--- Information supplied ---

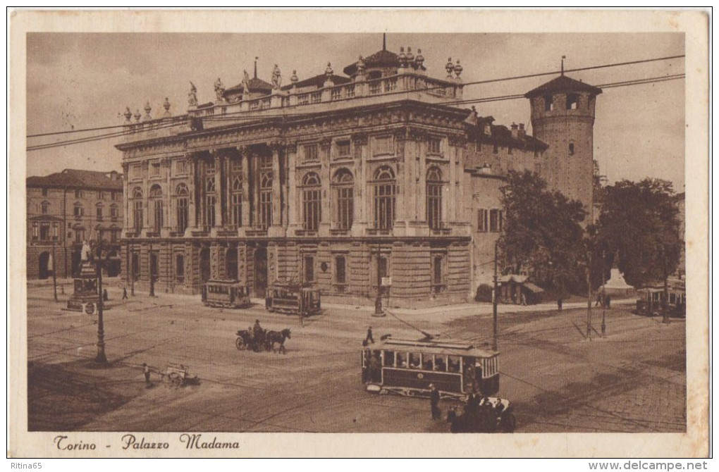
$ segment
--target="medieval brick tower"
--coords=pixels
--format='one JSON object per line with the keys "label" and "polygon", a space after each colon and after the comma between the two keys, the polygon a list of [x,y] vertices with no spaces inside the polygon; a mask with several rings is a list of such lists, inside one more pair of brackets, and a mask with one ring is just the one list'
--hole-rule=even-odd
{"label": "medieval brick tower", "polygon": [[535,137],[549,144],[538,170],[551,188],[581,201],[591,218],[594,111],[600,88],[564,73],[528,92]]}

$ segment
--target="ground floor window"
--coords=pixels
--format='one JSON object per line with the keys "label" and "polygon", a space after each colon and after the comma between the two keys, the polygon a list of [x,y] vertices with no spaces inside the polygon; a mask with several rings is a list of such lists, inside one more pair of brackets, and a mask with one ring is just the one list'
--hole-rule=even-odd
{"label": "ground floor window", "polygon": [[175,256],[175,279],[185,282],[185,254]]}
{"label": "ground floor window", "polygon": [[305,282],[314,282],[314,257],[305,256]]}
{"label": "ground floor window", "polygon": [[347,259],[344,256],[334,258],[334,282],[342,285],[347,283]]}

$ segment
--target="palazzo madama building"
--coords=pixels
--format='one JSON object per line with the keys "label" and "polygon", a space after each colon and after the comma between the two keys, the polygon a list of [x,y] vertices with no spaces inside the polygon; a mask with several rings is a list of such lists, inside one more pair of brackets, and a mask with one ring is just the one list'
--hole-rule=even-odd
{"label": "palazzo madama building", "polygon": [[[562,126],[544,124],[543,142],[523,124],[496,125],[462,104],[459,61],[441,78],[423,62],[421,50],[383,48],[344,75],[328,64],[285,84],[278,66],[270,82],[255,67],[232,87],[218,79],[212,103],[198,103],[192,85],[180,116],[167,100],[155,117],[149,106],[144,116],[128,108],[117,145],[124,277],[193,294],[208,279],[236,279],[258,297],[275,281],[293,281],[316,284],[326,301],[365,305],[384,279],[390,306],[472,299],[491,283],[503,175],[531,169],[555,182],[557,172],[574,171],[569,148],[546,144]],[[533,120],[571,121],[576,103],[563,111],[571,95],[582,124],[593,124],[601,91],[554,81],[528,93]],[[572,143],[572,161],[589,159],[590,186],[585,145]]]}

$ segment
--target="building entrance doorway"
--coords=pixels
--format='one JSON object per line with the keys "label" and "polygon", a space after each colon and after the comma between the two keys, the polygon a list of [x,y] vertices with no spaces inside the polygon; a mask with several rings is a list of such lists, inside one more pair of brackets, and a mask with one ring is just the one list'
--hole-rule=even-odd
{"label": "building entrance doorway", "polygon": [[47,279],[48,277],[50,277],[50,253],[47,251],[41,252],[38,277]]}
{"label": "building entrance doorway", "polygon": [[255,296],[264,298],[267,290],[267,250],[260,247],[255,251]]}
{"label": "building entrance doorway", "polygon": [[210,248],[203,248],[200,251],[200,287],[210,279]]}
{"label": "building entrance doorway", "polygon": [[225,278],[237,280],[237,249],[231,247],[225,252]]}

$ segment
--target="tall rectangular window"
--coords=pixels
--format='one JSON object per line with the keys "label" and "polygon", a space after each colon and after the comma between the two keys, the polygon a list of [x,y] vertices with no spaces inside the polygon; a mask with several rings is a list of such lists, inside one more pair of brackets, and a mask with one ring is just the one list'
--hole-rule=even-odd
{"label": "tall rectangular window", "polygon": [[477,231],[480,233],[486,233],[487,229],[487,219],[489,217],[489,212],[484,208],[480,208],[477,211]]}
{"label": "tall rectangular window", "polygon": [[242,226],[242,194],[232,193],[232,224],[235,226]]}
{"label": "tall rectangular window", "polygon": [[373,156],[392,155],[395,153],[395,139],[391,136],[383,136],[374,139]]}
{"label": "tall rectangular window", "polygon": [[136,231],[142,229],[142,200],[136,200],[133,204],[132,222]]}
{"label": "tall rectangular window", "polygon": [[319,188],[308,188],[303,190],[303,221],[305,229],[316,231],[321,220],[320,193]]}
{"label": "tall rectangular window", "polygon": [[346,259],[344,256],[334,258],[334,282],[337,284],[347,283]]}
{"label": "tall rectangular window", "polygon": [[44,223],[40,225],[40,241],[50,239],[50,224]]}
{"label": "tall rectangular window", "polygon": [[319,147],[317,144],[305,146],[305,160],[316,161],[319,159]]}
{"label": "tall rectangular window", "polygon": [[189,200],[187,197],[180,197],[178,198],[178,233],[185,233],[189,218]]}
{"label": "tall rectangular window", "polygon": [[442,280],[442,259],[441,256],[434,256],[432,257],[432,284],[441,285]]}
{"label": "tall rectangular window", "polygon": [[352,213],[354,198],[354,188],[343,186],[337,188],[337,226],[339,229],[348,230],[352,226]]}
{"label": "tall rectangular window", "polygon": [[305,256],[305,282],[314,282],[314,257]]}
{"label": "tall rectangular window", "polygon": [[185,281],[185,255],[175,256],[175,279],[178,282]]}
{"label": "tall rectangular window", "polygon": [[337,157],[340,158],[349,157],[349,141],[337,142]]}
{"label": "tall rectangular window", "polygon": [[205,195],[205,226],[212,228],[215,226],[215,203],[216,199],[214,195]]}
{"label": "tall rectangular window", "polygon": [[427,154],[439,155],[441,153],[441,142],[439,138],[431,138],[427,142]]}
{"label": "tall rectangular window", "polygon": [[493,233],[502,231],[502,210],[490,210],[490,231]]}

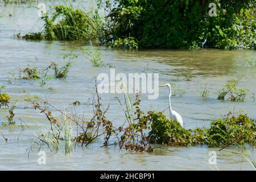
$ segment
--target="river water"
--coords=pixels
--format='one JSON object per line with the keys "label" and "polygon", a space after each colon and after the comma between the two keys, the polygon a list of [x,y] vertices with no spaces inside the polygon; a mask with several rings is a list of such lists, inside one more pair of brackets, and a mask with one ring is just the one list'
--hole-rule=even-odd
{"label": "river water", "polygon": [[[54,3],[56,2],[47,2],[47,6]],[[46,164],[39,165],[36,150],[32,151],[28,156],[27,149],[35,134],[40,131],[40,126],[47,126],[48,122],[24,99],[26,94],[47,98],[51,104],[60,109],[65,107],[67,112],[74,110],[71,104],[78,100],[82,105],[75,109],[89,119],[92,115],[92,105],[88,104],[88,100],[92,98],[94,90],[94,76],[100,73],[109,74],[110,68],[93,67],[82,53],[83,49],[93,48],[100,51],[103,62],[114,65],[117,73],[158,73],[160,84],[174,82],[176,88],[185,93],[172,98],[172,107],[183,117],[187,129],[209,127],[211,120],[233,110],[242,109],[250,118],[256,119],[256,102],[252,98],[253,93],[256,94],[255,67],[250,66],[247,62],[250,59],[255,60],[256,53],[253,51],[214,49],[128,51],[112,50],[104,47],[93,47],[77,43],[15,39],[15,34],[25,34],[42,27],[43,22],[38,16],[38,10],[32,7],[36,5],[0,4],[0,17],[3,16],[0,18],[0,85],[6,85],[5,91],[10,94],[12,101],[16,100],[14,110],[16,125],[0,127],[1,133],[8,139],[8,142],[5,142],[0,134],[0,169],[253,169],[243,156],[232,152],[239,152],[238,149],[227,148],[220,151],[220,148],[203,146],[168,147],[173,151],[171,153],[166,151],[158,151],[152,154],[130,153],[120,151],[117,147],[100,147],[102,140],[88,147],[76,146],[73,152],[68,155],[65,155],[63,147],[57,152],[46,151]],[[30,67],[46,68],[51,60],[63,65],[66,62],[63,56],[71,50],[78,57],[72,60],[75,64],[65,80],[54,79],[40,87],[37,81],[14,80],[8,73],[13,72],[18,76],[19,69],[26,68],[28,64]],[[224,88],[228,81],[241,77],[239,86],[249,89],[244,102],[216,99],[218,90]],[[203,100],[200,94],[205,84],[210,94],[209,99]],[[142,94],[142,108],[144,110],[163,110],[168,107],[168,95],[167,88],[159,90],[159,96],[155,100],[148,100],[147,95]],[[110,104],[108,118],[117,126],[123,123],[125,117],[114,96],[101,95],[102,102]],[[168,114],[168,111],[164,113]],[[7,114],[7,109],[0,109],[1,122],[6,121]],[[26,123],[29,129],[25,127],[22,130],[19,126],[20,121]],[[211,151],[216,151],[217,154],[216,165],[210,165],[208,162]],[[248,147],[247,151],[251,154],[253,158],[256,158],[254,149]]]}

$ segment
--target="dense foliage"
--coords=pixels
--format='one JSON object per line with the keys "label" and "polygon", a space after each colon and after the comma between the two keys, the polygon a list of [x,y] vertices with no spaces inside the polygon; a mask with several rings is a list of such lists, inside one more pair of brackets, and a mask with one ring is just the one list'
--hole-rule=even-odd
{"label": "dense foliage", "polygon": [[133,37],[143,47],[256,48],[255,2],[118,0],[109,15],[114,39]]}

---

Instructions for the task
Gather every line above that contains the string "target" and copy each one in full.

Written response
--target="medieval brick tower"
--target="ground floor window"
--target="palazzo madama building"
--target="building entrance doorway"
--target="tall rectangular window"
--target="river water"
--target="dense foliage"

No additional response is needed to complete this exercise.